## PROBLEM DESCRIPTION
A faithful copy is required of the lines from the top of the entries through the line that contains "323, row 148", both included, with no pictures.

## Natural language region descriptions
╭──

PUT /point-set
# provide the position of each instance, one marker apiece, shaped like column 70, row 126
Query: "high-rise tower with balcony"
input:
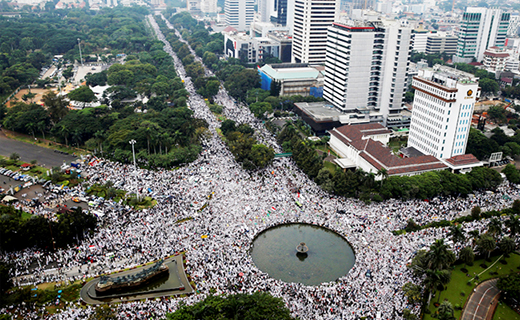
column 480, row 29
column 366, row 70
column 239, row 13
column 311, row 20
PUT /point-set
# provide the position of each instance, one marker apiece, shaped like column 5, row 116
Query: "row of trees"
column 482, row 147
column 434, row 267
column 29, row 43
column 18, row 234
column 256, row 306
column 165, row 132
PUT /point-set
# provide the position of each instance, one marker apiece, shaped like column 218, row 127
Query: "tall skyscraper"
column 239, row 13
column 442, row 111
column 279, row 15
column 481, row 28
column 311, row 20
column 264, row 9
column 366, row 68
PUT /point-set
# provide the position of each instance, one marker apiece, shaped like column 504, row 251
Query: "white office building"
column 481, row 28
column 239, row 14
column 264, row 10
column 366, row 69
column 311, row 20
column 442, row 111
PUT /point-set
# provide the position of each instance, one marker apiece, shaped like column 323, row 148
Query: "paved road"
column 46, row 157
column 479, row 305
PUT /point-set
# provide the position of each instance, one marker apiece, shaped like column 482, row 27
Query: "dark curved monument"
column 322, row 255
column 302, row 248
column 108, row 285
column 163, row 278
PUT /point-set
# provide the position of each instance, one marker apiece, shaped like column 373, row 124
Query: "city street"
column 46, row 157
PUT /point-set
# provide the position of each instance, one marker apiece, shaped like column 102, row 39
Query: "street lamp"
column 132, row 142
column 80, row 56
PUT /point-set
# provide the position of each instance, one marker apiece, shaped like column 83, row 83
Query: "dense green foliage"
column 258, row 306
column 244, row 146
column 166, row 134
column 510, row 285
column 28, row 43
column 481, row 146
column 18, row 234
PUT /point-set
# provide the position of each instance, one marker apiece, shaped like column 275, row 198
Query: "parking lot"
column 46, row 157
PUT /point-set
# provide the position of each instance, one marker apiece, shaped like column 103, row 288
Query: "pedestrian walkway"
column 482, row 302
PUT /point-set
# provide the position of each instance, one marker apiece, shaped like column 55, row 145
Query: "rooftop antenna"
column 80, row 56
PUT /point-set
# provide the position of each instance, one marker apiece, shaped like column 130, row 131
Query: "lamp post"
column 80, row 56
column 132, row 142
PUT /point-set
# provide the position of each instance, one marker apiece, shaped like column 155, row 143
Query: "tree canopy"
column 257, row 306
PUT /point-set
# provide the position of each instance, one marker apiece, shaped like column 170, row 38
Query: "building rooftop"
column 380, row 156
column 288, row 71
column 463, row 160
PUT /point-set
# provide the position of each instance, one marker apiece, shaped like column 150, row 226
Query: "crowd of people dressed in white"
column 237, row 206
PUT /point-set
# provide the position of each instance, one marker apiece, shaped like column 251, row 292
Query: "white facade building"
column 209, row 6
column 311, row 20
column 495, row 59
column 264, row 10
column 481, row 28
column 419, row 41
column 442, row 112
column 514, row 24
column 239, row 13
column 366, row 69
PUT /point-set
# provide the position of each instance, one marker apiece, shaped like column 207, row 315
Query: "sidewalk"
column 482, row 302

╰──

## RESPONSE FOR THIS EXERCISE
PUT /point-set
# provide the position of each instance, one marker apiece, shaped like column 70, row 126
Query: "high-rise tower with balcony"
input:
column 480, row 29
column 366, row 70
column 239, row 13
column 311, row 20
PUT /point-set
# provide the position of each instance, one marker apiece, shaped like column 5, row 116
Query: "row of trees"
column 482, row 147
column 434, row 267
column 29, row 43
column 18, row 234
column 256, row 306
column 165, row 132
PUT /point-set
# provide the position of each instance, one marker apiece, shaped like column 218, row 127
Query: "tall skyscraper"
column 239, row 13
column 442, row 111
column 279, row 15
column 481, row 28
column 311, row 20
column 264, row 9
column 366, row 68
PUT /point-set
# provide the position of each instance, one marker apiece, shaped like column 504, row 251
Query: "white office building"
column 481, row 28
column 239, row 14
column 264, row 10
column 366, row 69
column 311, row 20
column 442, row 111
PUT /point-set
# provide the position of each instance, one marker apiece, shaped like column 323, row 148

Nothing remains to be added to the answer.